§ WHAT IS ASKED
Duplicate the portion of the Delta RFID baggage text starting with "He believed this" and going on through "luggage every year.".
-- START PROVIDED PASSAGE --
Delta Air Lines will start its second test of RFID
technology to track bags in the hope of improving accuracy over the
96.7% to 99.9% it achieved in a test last year.
Pat Rary, manager for baggage planning and development at Delta,
said the company plans to test every bag checked in on its Atlanta
route during the 30-day test.
Delta will use 20,000 RFID tags from Alien Technology and
another 20,000 tags from Matrics. The tags operate at a frequency
of 915 MHz, the same frequency that Wal-Mart Stores plans to use in
its supply chain.
Delta will write information to the RFID bag tags at the request
of the Transportation Security Administration, which has backed
both tests, Rary said. That information will include the flight
number, passenger name and what Rary called a "licence plate" - a
serial number that identifies each bag.
In the first test, Delta had its lowest tag-read accuracy on
metal containers the bags are placed in for loading into an
aircraft. Delta hoped to achieve higher accuracy by more careful
placement of the bags in the containers. Bag handlers have been
instructed to ensure that the tags do not touch the metal sides of
the containers.
He believed this could improve accuracy over the first test,
when the metal skin of the containers interfered with signals from
the reader antennas mounted on the wheeled lifts used to load the
containers on airplanes.
RFID bag tracking offers a "significant ROI" for Delta, Rary
said, as the airline spends "tens of millions of dollars" in
locating 800,000 misdirected bags a year. Delta handles 70 million
pieces of luggage every year.
-- END PROVIDED PASSAGE --
-- START DATA SEGMENT --
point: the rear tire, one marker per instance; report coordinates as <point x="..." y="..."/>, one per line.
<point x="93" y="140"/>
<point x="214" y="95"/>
-- END DATA SEGMENT --
§ ANSWER
He believed this could improve accuracy over the first test,
when the metal skin of the containers interfered with signals from
the reader antennas mounted on the wheeled lifts used to load the
containers on airplanes.
RFID bag tracking offers a "significant ROI" for Delta, Rary
said, as the airline spends "tens of millions of dollars" in
locating 800,000 misdirected bags a year. Delta handles 70 million
pieces of luggage every year.